start

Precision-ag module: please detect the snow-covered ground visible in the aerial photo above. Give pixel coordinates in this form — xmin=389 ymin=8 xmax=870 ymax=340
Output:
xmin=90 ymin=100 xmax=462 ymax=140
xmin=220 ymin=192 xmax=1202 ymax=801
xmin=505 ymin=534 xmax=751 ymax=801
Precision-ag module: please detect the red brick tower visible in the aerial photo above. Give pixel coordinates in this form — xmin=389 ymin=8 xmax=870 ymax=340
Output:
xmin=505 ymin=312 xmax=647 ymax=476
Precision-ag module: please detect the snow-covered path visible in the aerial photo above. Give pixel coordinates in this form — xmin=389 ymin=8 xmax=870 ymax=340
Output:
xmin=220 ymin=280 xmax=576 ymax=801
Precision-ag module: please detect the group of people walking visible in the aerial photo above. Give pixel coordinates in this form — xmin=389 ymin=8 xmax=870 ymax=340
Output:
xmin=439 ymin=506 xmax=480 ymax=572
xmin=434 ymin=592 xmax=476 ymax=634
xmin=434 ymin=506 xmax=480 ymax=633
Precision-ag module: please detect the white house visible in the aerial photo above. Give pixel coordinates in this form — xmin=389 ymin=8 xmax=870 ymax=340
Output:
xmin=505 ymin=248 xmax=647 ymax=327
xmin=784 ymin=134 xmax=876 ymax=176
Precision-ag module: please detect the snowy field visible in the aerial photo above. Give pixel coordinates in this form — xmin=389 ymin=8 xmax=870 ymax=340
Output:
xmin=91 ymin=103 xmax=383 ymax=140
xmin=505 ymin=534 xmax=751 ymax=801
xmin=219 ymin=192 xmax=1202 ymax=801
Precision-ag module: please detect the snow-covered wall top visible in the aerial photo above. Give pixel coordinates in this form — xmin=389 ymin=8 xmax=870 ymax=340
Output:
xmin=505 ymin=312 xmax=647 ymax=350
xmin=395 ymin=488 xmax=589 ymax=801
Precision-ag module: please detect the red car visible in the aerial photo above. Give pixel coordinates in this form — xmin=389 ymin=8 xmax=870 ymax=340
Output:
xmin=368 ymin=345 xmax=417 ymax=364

end

Job:
Lay out every line of the data above as a numbered list, leaving out blank lines.

Written solution:
1. Precision-ag module: please detect the snow-covered ground visible in the aerial photo above. Give pixel coordinates in this form — xmin=389 ymin=8 xmax=870 ymax=340
2. Output:
3. xmin=90 ymin=100 xmax=462 ymax=140
4. xmin=220 ymin=192 xmax=1202 ymax=801
5. xmin=505 ymin=534 xmax=751 ymax=801
6. Precision-ag module: please detect the red brick tower visible in the aerial photo above. Give pixel coordinates in this form — xmin=389 ymin=8 xmax=870 ymax=340
7. Output:
8. xmin=505 ymin=312 xmax=647 ymax=476
9. Precision-ag module: please detect the snow-covered path visible in the aerial photo above. Give pixel coordinates in this form — xmin=389 ymin=8 xmax=870 ymax=340
10. Output:
11. xmin=220 ymin=280 xmax=576 ymax=801
12. Precision-ag module: please detect the group of people walking visible in the aerial photo above. Give pixel coordinates in this form — xmin=389 ymin=8 xmax=870 ymax=340
13. Output:
14. xmin=439 ymin=506 xmax=480 ymax=572
15. xmin=434 ymin=592 xmax=476 ymax=634
16. xmin=434 ymin=506 xmax=480 ymax=633
17. Precision-ag module: please detect the white house visible in the aerial photo above. Give pixel coordinates in this form — xmin=389 ymin=8 xmax=870 ymax=340
18. Output:
19. xmin=505 ymin=248 xmax=647 ymax=327
20. xmin=784 ymin=134 xmax=876 ymax=176
21. Precision-ag module: please detect the snowy field visible in the aerial photo above. Give pixel coordinates in this form — xmin=389 ymin=8 xmax=870 ymax=340
22. Output:
23. xmin=91 ymin=103 xmax=383 ymax=140
24. xmin=505 ymin=534 xmax=751 ymax=801
25. xmin=219 ymin=192 xmax=1202 ymax=801
26. Precision-ag module: please detect the snow-covered wall top visible in the aerial photo above. Give pixel coordinates in this form — xmin=389 ymin=8 xmax=870 ymax=340
27. Output:
28. xmin=505 ymin=312 xmax=647 ymax=350
29. xmin=395 ymin=488 xmax=589 ymax=801
30. Precision-ag module: please detect the red car visible in the aerial photo above. Give pixel coordinates in this form — xmin=389 ymin=8 xmax=870 ymax=340
31. Output:
32. xmin=368 ymin=345 xmax=417 ymax=364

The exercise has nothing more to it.